>>

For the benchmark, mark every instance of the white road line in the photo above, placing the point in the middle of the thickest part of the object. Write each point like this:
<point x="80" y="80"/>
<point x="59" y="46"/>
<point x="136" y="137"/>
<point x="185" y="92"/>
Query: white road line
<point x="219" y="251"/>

<<

◆ Prompt
Return every line of the material above in its original order, copying each character without any change.

◆ Answer for the task
For the benchmark, mark every instance of the white road line in the photo above, placing the point in the middle of the thickest part of the object. Write each point like this:
<point x="80" y="80"/>
<point x="59" y="46"/>
<point x="136" y="137"/>
<point x="185" y="92"/>
Query: white road line
<point x="219" y="251"/>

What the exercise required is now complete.